(Named-object pointing records)
□ □ □ □ □

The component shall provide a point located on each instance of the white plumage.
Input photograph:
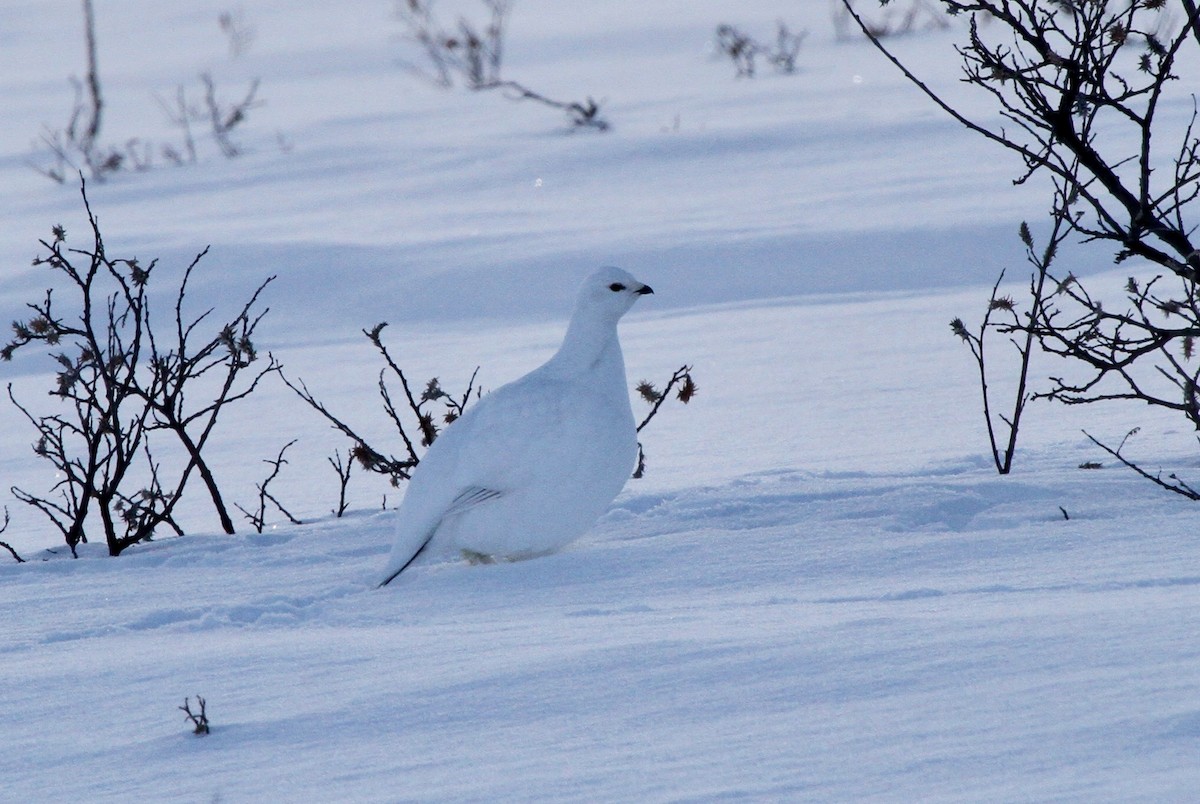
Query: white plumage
(533, 465)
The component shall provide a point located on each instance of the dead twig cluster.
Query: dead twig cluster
(654, 397)
(1080, 88)
(5, 544)
(889, 18)
(745, 52)
(64, 153)
(1003, 317)
(257, 517)
(127, 383)
(471, 54)
(417, 419)
(198, 719)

□ □ □ □ □

> _Request_
Can you rescale the material above by restating every line, requests included, with each answer coordinate multiplied by 1.05 and rounded to a whole number (halves up)? Omit the pictures from your reply.

> _Solution_
The component shall provide a point located on each instance of the white plumage.
Input photograph:
Query: white plumage
(560, 488)
The component shall provide a point located on each instance of the dead twig cluster.
Query: dead twig cluster
(687, 417)
(1134, 92)
(5, 571)
(933, 19)
(782, 55)
(67, 161)
(1053, 333)
(270, 543)
(133, 402)
(495, 57)
(438, 440)
(208, 755)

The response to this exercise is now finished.